### TASK STATEMENT
Rewrite the lines between the one holding "trace: <item>white building</item>" and the one holding "POLYGON ((134 16, 128", inclusive, changing "top-left corner" to "upper-left corner" and leaving everything else untouched. Omit the pictures from your answer.

[START WORKING DATA]

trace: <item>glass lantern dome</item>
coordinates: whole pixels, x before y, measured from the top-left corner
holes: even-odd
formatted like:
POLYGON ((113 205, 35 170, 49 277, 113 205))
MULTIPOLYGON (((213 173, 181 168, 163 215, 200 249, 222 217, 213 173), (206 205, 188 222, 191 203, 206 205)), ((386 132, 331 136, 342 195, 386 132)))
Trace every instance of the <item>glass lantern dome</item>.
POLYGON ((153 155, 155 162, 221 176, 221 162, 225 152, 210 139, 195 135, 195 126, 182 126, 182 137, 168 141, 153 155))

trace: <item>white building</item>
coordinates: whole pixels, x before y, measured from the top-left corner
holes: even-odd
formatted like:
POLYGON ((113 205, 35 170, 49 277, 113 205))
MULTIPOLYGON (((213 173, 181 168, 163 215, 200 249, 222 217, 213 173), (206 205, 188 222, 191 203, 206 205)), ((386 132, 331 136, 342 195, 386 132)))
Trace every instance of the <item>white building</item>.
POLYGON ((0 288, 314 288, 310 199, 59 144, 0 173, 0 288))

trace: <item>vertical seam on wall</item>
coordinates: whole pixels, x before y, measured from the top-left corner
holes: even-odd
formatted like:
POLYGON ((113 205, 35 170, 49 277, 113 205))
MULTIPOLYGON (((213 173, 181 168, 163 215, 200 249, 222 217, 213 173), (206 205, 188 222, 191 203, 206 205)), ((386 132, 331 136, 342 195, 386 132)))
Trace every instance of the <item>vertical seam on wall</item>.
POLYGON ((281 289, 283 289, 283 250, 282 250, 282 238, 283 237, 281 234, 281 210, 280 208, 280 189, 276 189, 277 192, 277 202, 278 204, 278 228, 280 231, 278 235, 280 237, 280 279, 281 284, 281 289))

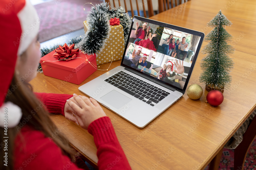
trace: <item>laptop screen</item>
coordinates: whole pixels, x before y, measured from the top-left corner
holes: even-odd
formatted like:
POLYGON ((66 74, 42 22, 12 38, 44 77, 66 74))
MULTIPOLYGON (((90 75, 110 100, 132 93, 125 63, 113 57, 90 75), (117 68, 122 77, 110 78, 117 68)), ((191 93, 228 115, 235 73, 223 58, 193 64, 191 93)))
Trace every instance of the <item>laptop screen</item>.
POLYGON ((134 16, 128 36, 121 65, 184 94, 204 33, 134 16))

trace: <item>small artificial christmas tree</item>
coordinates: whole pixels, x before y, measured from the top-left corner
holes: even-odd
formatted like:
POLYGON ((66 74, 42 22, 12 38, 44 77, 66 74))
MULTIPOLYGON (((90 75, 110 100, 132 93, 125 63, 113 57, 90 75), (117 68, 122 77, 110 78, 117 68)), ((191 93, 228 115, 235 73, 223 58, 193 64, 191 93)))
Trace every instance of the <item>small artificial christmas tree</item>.
POLYGON ((227 43, 232 36, 225 28, 232 24, 221 10, 207 24, 207 26, 214 28, 205 37, 205 40, 210 41, 202 50, 203 54, 207 55, 202 60, 201 66, 203 71, 199 80, 205 83, 206 89, 208 91, 216 89, 223 93, 224 88, 227 89, 230 86, 231 79, 229 72, 233 63, 228 55, 234 50, 227 43))
POLYGON ((156 37, 159 40, 161 40, 161 37, 162 36, 162 34, 163 34, 163 32, 164 31, 164 27, 163 27, 159 26, 159 27, 157 27, 156 29, 156 30, 154 33, 156 34, 156 37))

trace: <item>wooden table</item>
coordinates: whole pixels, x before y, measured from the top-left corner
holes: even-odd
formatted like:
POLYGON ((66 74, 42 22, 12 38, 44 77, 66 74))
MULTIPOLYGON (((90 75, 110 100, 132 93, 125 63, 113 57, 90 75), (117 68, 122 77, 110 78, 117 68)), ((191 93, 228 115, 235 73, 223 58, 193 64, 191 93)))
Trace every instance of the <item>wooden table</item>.
MULTIPOLYGON (((226 29, 234 37, 231 44, 236 51, 230 57, 235 64, 231 87, 225 90, 224 101, 218 107, 205 102, 207 92, 198 80, 200 60, 205 56, 201 53, 189 84, 202 85, 204 93, 199 99, 193 100, 185 94, 142 129, 102 106, 133 169, 203 169, 255 109, 255 6, 256 1, 250 0, 192 0, 151 17, 206 35, 212 29, 206 27, 207 23, 221 9, 233 24, 226 29)), ((204 42, 202 47, 207 43, 204 42)), ((110 69, 120 62, 114 62, 110 69)), ((109 64, 100 65, 99 68, 106 69, 109 64)), ((80 85, 43 74, 31 84, 36 92, 82 95, 78 87, 106 71, 97 71, 80 85)), ((92 136, 64 116, 52 117, 75 148, 96 164, 92 136)))

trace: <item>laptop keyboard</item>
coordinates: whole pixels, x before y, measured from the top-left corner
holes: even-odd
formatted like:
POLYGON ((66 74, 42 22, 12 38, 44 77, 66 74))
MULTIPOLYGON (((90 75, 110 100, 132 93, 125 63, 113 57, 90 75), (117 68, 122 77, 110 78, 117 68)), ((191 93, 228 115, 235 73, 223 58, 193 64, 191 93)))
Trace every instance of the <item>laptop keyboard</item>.
POLYGON ((152 106, 170 93, 140 79, 121 71, 104 80, 152 106))

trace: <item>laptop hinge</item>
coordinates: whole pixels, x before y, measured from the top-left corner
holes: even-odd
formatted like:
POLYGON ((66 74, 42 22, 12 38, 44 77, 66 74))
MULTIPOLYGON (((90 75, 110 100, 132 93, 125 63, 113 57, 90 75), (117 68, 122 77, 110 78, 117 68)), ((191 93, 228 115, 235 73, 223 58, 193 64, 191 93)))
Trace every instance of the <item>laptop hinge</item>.
MULTIPOLYGON (((152 82, 154 82, 154 83, 156 84, 157 84, 158 85, 163 86, 163 87, 164 87, 165 88, 168 89, 169 90, 170 90, 172 91, 175 91, 175 90, 178 90, 176 89, 175 89, 174 88, 173 88, 173 87, 170 87, 169 86, 167 86, 167 85, 165 84, 164 84, 161 83, 157 81, 156 80, 154 80, 154 79, 151 79, 150 77, 148 77, 146 76, 145 75, 144 75, 144 74, 142 74, 139 73, 135 71, 134 70, 132 70, 130 69, 129 69, 129 68, 125 67, 124 68, 124 69, 125 70, 127 70, 131 72, 132 73, 133 73, 135 74, 136 75, 137 75, 139 76, 142 77, 143 77, 143 78, 144 78, 144 79, 145 79, 147 80, 149 80, 150 81, 151 81, 152 82)), ((179 90, 178 90, 178 91, 180 91, 179 90)))

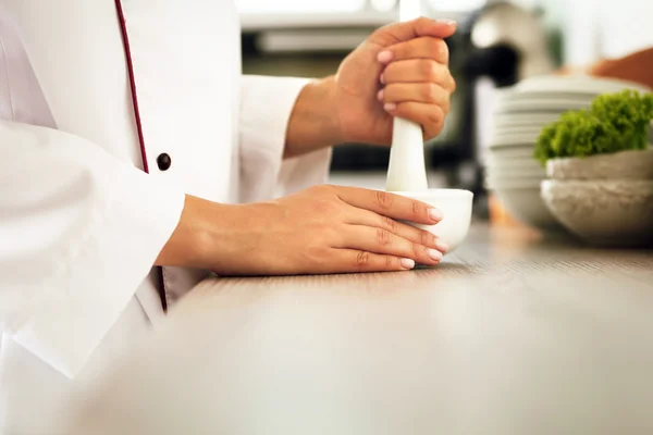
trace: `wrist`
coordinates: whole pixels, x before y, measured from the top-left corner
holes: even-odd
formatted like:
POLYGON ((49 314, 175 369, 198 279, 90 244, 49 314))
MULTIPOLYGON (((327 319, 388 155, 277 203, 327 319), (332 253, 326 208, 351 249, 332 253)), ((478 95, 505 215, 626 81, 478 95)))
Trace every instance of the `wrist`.
POLYGON ((308 83, 299 92, 288 121, 284 157, 300 156, 342 141, 334 77, 308 83))
POLYGON ((210 269, 215 239, 215 217, 222 204, 186 195, 175 231, 155 265, 210 269))

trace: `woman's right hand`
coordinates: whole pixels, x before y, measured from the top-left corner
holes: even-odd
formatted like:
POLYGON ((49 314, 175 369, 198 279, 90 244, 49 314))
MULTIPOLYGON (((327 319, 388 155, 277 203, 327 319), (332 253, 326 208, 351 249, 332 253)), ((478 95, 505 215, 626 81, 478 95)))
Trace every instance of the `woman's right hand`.
POLYGON ((178 232, 181 238, 194 239, 195 247, 185 256, 167 256, 167 246, 159 265, 210 269, 220 275, 403 271, 416 262, 438 264, 447 249, 431 233, 398 222, 436 224, 439 210, 379 190, 317 186, 242 206, 188 197, 183 214, 169 245, 178 232), (170 262, 175 264, 165 264, 170 262))

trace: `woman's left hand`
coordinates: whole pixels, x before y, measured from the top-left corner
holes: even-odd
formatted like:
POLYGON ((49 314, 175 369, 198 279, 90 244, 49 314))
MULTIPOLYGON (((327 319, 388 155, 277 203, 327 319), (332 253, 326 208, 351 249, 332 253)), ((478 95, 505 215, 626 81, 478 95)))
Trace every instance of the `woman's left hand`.
POLYGON ((418 18, 374 32, 341 64, 333 78, 335 125, 347 142, 389 145, 393 117, 440 134, 455 82, 443 38, 456 24, 418 18))

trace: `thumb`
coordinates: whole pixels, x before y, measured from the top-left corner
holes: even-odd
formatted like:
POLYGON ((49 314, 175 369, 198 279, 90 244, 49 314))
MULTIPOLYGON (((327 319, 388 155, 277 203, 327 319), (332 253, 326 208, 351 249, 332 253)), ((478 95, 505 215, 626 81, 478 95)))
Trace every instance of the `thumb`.
POLYGON ((422 36, 448 38, 456 33, 456 22, 451 20, 431 20, 424 16, 403 23, 389 24, 370 36, 370 42, 382 47, 408 41, 422 36))

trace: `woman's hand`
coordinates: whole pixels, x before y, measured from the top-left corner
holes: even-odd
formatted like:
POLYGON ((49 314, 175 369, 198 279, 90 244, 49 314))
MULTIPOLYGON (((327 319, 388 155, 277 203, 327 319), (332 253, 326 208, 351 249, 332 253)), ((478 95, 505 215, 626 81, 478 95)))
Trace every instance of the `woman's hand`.
POLYGON ((390 144, 392 119, 421 124, 424 139, 440 134, 456 84, 443 38, 449 21, 418 18, 374 32, 341 64, 335 107, 346 141, 390 144))
POLYGON ((299 94, 288 121, 285 157, 344 142, 390 145, 393 117, 440 134, 456 84, 443 40, 448 21, 419 18, 374 32, 341 64, 335 76, 299 94))
POLYGON ((435 224, 439 210, 384 191, 318 186, 264 203, 207 202, 189 197, 158 264, 221 275, 405 271, 438 264, 447 250, 431 233, 397 222, 435 224))

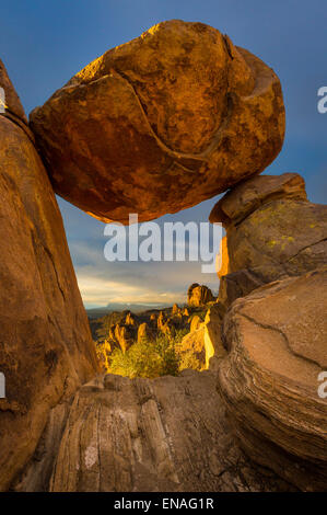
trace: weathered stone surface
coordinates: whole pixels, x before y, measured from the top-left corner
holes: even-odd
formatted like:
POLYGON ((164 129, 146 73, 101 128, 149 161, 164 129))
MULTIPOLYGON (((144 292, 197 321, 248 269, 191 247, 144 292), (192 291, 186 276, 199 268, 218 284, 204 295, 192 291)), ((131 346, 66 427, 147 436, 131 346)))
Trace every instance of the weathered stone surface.
POLYGON ((91 62, 31 125, 56 193, 127 224, 129 213, 176 213, 265 170, 282 146, 284 108, 260 59, 174 20, 91 62))
POLYGON ((229 273, 220 273, 219 291, 226 305, 326 262, 327 206, 306 201, 304 181, 295 173, 241 183, 219 201, 210 220, 226 228, 229 273))
MULTIPOLYGON (((0 75, 5 87, 2 65, 0 75)), ((50 409, 97 370, 54 191, 17 98, 7 99, 15 122, 0 116, 0 490, 32 457, 50 409)))
POLYGON ((224 319, 219 389, 246 453, 301 490, 327 490, 327 271, 264 286, 224 319))
POLYGON ((194 368, 195 370, 205 370, 206 368, 206 346, 205 328, 202 325, 187 333, 179 345, 176 346, 176 353, 180 358, 180 369, 194 368))
POLYGON ((212 208, 209 220, 224 227, 240 224, 244 218, 278 198, 306 201, 304 179, 299 173, 261 175, 244 181, 227 192, 212 208))
POLYGON ((138 329, 138 343, 140 343, 143 339, 153 340, 154 335, 155 333, 147 322, 140 323, 138 329))
POLYGON ((23 123, 27 123, 20 98, 8 77, 7 69, 0 59, 0 88, 4 90, 5 113, 9 118, 17 118, 23 123))
POLYGON ((192 307, 206 306, 206 304, 213 300, 213 295, 210 288, 205 285, 194 283, 187 290, 187 304, 192 307))
POLYGON ((217 375, 107 375, 73 401, 54 468, 55 492, 282 491, 235 444, 217 375))

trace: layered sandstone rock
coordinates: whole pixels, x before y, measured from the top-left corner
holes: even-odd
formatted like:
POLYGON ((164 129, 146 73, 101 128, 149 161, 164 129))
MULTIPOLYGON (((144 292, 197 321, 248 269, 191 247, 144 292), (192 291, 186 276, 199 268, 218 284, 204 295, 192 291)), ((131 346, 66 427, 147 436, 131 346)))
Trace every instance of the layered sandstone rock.
POLYGON ((54 468, 55 492, 282 491, 235 444, 213 373, 107 375, 75 396, 54 468), (210 393, 209 393, 210 392, 210 393))
POLYGON ((213 300, 213 295, 210 288, 205 285, 194 283, 187 290, 187 304, 192 307, 206 306, 206 304, 213 300))
POLYGON ((142 340, 153 340, 155 336, 155 333, 153 330, 149 327, 147 322, 140 323, 139 329, 138 329, 138 343, 141 343, 142 340))
POLYGON ((327 271, 264 286, 225 319, 221 391, 246 453, 301 490, 327 490, 327 271))
POLYGON ((0 490, 32 457, 49 411, 97 370, 60 211, 3 65, 0 85, 0 490))
POLYGON ((284 108, 260 59, 174 20, 91 62, 31 124, 56 193, 128 224, 130 213, 176 213, 261 172, 281 149, 284 108))
POLYGON ((210 221, 221 221, 226 229, 227 267, 223 262, 219 273, 219 298, 226 305, 326 262, 327 206, 306 199, 296 173, 244 181, 219 201, 210 221))

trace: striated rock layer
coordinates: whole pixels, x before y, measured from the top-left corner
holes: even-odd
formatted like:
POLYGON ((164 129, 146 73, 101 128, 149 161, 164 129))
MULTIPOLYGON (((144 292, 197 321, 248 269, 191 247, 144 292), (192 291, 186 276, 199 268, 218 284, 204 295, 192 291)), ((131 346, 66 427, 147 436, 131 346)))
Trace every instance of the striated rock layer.
POLYGON ((242 446, 304 491, 327 490, 327 270, 236 300, 223 327, 219 389, 242 446))
POLYGON ((219 299, 226 306, 264 284, 326 263, 327 206, 307 201, 296 173, 237 184, 213 207, 210 221, 226 229, 219 271, 219 299))
POLYGON ((260 173, 281 149, 284 107, 260 59, 174 20, 95 59, 31 126, 56 193, 128 224, 130 213, 176 213, 260 173))
POLYGON ((0 490, 32 457, 51 408, 97 370, 61 215, 0 64, 0 490))
POLYGON ((77 393, 50 481, 54 492, 282 491, 235 444, 211 371, 100 376, 77 393))

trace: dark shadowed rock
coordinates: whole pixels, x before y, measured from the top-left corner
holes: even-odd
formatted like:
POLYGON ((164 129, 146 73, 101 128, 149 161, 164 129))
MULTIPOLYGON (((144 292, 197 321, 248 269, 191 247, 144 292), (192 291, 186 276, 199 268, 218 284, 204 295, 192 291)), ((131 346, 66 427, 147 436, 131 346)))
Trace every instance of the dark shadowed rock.
MULTIPOLYGON (((0 64, 0 490, 32 458, 51 408, 97 370, 61 215, 0 64)), ((42 482, 42 479, 40 479, 42 482)))
POLYGON ((31 115, 56 193, 96 218, 176 213, 257 174, 284 136, 281 87, 202 23, 106 52, 31 115), (196 184, 196 187, 195 187, 196 184))
POLYGON ((219 389, 246 453, 301 490, 327 490, 326 268, 237 299, 224 319, 219 389))
POLYGON ((219 201, 210 220, 226 229, 219 272, 219 298, 226 305, 264 284, 326 262, 327 206, 306 199, 299 174, 244 181, 219 201))

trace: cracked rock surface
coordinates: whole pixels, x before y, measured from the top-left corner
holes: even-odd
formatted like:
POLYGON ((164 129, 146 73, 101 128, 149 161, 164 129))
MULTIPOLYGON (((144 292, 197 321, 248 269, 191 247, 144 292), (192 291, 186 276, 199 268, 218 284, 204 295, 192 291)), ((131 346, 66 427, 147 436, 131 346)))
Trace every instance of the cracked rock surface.
POLYGON ((150 220, 260 173, 279 153, 278 77, 202 23, 160 23, 31 114, 56 193, 104 221, 150 220))
POLYGON ((225 275, 219 273, 219 298, 226 306, 264 284, 326 263, 327 206, 307 201, 296 173, 237 184, 214 206, 210 221, 226 229, 225 275))
POLYGON ((262 286, 227 311, 219 389, 243 448, 304 491, 327 490, 327 270, 262 286))
POLYGON ((98 376, 75 394, 51 491, 283 491, 235 443, 217 373, 98 376))

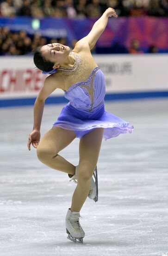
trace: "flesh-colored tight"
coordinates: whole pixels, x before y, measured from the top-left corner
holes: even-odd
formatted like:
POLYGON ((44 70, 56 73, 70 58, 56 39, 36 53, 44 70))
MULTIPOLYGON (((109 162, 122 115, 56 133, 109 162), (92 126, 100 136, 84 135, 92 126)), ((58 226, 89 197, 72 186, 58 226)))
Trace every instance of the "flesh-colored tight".
MULTIPOLYGON (((79 211, 89 191, 91 179, 96 166, 100 149, 103 128, 96 128, 83 136, 79 143, 78 183, 70 208, 79 211)), ((75 138, 73 131, 55 127, 46 133, 37 148, 39 160, 53 169, 74 175, 75 167, 58 154, 75 138)))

[END WORKING DATA]

### EXERCISE SOLUTION
trace: <item>white building</item>
coordinates: whole pixels, x before y, measured from the upper-left corner
holes: even-odd
formatted like:
POLYGON ((113 205, 35 170, 49 277, 113 205))
MULTIPOLYGON (((213 173, 181 168, 163 215, 200 249, 222 217, 213 173), (206 205, 188 222, 191 203, 206 205)), ((386 132, 331 136, 342 195, 386 132)))
Trace every instance of the <item>white building</item>.
POLYGON ((0 288, 314 288, 310 199, 59 144, 0 173, 0 288))

trace: <item>vertical seam on wall</item>
coordinates: whole pixels, x before y, measured from the upper-left corner
holes: even-odd
formatted like:
POLYGON ((113 205, 35 170, 49 277, 113 205))
MULTIPOLYGON (((213 173, 181 168, 163 215, 200 249, 222 217, 213 173), (206 205, 188 222, 191 203, 206 205)), ((386 132, 331 136, 342 195, 386 132)))
Trace every instance of the <item>vertical seam on wall</item>.
POLYGON ((281 289, 283 289, 283 250, 282 250, 282 238, 283 237, 281 234, 281 210, 280 208, 280 189, 276 189, 277 192, 277 202, 278 204, 278 228, 280 231, 278 235, 280 237, 280 279, 281 284, 281 289))

trace: <item>laptop screen</item>
coordinates: whole pixels, x before y, measured from the upper-left corner
holes: even-odd
formatted like:
POLYGON ((66 74, 42 22, 12 38, 44 77, 66 74))
MULTIPOLYGON (((90 75, 110 100, 132 93, 125 63, 113 57, 90 75), (117 68, 122 77, 110 78, 117 68)), ((191 93, 228 115, 235 73, 223 58, 193 64, 191 93)))
Trace every instance of the <item>laptop screen</item>.
POLYGON ((134 16, 128 36, 121 65, 184 94, 204 33, 134 16))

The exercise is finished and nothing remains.